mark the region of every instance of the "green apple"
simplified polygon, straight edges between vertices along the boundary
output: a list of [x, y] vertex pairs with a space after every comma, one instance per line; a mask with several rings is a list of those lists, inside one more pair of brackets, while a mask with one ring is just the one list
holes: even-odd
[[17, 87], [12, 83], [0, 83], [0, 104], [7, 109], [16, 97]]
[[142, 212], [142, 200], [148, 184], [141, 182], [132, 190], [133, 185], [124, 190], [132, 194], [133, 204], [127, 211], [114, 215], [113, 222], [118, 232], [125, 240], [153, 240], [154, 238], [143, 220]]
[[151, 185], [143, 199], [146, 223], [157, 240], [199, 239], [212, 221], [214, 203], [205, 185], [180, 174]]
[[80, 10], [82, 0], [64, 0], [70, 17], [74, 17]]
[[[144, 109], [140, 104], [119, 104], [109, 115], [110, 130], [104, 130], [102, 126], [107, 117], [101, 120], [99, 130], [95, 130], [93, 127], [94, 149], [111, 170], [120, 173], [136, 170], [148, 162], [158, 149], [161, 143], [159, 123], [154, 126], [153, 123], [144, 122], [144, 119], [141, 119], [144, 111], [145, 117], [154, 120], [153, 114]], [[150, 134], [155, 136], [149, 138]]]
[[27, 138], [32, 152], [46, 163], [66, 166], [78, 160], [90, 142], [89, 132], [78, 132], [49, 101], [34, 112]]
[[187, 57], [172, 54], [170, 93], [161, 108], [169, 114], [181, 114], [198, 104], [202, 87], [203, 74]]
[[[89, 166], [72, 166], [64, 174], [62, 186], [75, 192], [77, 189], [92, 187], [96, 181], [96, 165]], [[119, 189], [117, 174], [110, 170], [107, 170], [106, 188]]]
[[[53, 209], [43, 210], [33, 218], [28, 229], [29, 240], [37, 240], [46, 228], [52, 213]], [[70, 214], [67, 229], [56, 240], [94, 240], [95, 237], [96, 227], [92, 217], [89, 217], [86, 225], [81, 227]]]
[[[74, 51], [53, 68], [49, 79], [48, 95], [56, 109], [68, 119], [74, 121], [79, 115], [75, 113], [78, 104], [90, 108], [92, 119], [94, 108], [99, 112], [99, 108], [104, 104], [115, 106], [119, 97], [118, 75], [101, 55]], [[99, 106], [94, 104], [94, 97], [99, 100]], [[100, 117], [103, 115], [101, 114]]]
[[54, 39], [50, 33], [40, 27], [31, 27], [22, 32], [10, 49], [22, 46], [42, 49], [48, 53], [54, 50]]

+++

### Instructions to follow
Rewrite the records above with "even-odd" changed to "nonzero" wherever it occurs, keeping every other part of the lines the same.

### Task result
mark the region of every instance of the "green apple"
simplified polygon, straight edges between vertices along the boundary
output: a list of [x, y] vertex pairs with a space after every comma, one instance per line; a mask with several rings is a list of those lists, inside one more pair of brackets, while a mask with one ring is just the one list
holes: nonzero
[[17, 87], [12, 83], [0, 83], [0, 104], [7, 109], [16, 97]]
[[142, 212], [142, 200], [148, 184], [141, 182], [132, 190], [133, 185], [124, 190], [132, 194], [133, 204], [127, 211], [114, 215], [113, 222], [118, 232], [125, 240], [153, 240], [154, 238], [143, 220]]
[[151, 185], [143, 199], [146, 223], [157, 240], [199, 239], [212, 221], [214, 203], [205, 185], [180, 174]]
[[80, 10], [82, 0], [64, 0], [70, 17], [74, 17]]
[[[144, 109], [140, 104], [119, 104], [109, 115], [110, 130], [104, 130], [102, 126], [107, 117], [101, 120], [99, 130], [95, 130], [93, 127], [94, 149], [111, 170], [120, 173], [136, 170], [148, 162], [158, 149], [161, 143], [159, 123], [154, 126], [153, 123], [144, 122], [144, 119], [141, 119], [144, 111], [145, 117], [154, 120], [153, 114]], [[150, 134], [155, 136], [149, 138]]]
[[27, 138], [32, 152], [46, 163], [66, 166], [78, 160], [90, 142], [89, 132], [78, 132], [49, 101], [34, 112]]
[[187, 57], [172, 54], [170, 93], [161, 108], [169, 114], [181, 114], [198, 104], [202, 87], [203, 74]]
[[[89, 166], [72, 166], [64, 174], [62, 186], [75, 192], [77, 189], [92, 187], [96, 181], [96, 165]], [[119, 189], [117, 174], [110, 170], [107, 170], [106, 188]]]
[[[53, 209], [43, 210], [33, 218], [28, 229], [29, 240], [37, 240], [46, 228], [52, 213]], [[70, 214], [67, 229], [56, 240], [94, 240], [95, 237], [96, 227], [92, 217], [89, 217], [86, 225], [81, 227]]]
[[[74, 51], [53, 68], [49, 79], [48, 95], [56, 109], [68, 119], [74, 121], [79, 115], [75, 113], [78, 104], [90, 108], [92, 119], [94, 108], [99, 112], [99, 108], [104, 104], [115, 106], [119, 97], [118, 75], [101, 55]], [[99, 106], [94, 104], [94, 97], [99, 100]], [[100, 117], [103, 115], [101, 114]]]
[[54, 39], [50, 33], [40, 27], [31, 27], [22, 32], [10, 49], [22, 46], [42, 49], [48, 53], [54, 50]]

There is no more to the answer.